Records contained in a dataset
● ● ● ● ●

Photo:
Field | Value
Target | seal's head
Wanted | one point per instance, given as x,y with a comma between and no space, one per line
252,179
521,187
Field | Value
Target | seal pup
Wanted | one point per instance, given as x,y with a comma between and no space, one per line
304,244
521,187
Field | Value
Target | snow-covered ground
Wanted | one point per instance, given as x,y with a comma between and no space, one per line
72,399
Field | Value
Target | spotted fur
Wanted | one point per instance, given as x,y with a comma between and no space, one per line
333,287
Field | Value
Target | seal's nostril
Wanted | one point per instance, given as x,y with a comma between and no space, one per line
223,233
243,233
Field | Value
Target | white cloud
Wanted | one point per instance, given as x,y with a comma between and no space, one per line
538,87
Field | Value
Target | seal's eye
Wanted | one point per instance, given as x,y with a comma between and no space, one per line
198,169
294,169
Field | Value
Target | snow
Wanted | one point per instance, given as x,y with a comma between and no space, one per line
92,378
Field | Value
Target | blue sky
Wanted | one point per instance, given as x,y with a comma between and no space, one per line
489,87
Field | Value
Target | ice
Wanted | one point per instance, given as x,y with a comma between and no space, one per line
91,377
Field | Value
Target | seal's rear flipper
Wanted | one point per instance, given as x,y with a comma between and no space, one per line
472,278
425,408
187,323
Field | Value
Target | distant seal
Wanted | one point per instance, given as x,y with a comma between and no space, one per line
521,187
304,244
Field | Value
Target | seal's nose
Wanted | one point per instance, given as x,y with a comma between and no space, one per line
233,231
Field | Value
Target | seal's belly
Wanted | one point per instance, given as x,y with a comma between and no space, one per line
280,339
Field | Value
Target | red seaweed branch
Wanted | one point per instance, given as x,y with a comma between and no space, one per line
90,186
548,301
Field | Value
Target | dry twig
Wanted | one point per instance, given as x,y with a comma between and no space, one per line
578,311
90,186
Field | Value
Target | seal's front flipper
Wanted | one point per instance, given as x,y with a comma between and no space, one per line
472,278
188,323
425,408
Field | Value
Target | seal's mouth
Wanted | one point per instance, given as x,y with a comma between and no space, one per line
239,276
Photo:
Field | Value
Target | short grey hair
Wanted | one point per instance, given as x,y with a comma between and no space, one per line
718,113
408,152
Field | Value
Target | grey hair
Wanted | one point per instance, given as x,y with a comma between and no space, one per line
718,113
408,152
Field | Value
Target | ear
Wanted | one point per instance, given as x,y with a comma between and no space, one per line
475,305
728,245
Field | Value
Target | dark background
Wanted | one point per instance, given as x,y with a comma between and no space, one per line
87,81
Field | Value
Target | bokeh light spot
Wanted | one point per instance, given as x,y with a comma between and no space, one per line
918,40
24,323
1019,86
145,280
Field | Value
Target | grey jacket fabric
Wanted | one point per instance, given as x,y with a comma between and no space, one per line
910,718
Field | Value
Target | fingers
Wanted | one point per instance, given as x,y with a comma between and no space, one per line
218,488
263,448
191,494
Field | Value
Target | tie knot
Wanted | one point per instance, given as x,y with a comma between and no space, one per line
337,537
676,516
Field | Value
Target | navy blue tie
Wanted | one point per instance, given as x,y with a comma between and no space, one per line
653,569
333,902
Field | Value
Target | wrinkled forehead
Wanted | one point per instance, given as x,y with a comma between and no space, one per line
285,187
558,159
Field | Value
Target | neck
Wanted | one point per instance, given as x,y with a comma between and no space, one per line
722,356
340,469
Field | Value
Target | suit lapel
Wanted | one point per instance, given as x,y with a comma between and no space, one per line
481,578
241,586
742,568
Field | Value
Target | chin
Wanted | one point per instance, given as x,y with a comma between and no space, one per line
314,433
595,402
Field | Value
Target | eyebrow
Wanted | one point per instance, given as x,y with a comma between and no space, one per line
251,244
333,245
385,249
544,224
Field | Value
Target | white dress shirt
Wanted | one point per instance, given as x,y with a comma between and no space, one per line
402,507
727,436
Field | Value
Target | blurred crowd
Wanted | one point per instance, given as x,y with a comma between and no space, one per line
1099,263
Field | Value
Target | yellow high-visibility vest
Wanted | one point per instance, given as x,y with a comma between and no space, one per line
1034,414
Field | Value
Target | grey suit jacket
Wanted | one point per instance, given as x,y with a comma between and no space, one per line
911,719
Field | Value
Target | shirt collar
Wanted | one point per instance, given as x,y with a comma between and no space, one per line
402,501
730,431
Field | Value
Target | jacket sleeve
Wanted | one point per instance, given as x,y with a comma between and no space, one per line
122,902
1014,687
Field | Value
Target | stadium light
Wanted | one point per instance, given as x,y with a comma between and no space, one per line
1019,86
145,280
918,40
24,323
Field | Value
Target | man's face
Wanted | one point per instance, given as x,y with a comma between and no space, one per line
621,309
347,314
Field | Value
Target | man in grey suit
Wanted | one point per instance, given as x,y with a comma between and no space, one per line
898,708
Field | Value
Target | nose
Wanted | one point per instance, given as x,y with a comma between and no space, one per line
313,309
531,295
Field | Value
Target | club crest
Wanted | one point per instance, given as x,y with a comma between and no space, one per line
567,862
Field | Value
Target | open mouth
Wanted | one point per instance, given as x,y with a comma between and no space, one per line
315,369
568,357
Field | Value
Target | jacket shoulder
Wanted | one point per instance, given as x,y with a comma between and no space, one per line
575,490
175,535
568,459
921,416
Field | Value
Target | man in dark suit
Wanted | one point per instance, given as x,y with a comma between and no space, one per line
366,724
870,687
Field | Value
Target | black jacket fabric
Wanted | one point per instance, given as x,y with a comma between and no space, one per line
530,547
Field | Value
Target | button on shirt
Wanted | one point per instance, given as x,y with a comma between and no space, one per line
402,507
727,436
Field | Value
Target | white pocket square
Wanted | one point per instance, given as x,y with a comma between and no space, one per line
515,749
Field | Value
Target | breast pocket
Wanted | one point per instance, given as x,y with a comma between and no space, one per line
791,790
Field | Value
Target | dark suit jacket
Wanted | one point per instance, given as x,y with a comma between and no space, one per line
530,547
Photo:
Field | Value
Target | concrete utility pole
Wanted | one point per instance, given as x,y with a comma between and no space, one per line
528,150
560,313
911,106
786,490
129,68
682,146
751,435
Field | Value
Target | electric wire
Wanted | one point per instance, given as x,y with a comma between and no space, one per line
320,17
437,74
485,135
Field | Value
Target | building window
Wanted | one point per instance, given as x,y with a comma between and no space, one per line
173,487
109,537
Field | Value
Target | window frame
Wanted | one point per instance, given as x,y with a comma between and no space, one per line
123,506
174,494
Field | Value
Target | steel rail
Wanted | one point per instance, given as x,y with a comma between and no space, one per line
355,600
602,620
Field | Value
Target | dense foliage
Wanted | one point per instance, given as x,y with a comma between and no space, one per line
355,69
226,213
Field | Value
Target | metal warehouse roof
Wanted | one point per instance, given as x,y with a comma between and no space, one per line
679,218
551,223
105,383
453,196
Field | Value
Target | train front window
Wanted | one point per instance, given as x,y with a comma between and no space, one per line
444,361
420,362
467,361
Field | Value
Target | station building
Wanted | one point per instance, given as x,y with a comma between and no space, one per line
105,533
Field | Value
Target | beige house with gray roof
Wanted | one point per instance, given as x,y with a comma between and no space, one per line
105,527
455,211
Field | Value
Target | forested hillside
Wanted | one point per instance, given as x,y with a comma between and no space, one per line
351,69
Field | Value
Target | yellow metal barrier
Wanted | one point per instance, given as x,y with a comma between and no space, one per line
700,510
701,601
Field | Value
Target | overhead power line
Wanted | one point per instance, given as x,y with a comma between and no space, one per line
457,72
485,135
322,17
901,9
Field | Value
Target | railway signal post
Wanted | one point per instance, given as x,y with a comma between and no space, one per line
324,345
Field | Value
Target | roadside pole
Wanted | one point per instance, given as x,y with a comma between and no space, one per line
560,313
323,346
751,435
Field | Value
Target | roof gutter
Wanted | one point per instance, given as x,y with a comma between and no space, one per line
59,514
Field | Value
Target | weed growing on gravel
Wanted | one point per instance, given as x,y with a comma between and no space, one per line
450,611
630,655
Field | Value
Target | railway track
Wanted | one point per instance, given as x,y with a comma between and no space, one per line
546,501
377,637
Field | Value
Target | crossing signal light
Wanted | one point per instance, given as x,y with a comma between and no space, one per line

● ● ● ● ●

Filter the lines above, keeping each one that contains the string "blue".

* Response to this exercise
Target | blue sky
Target | navy blue tie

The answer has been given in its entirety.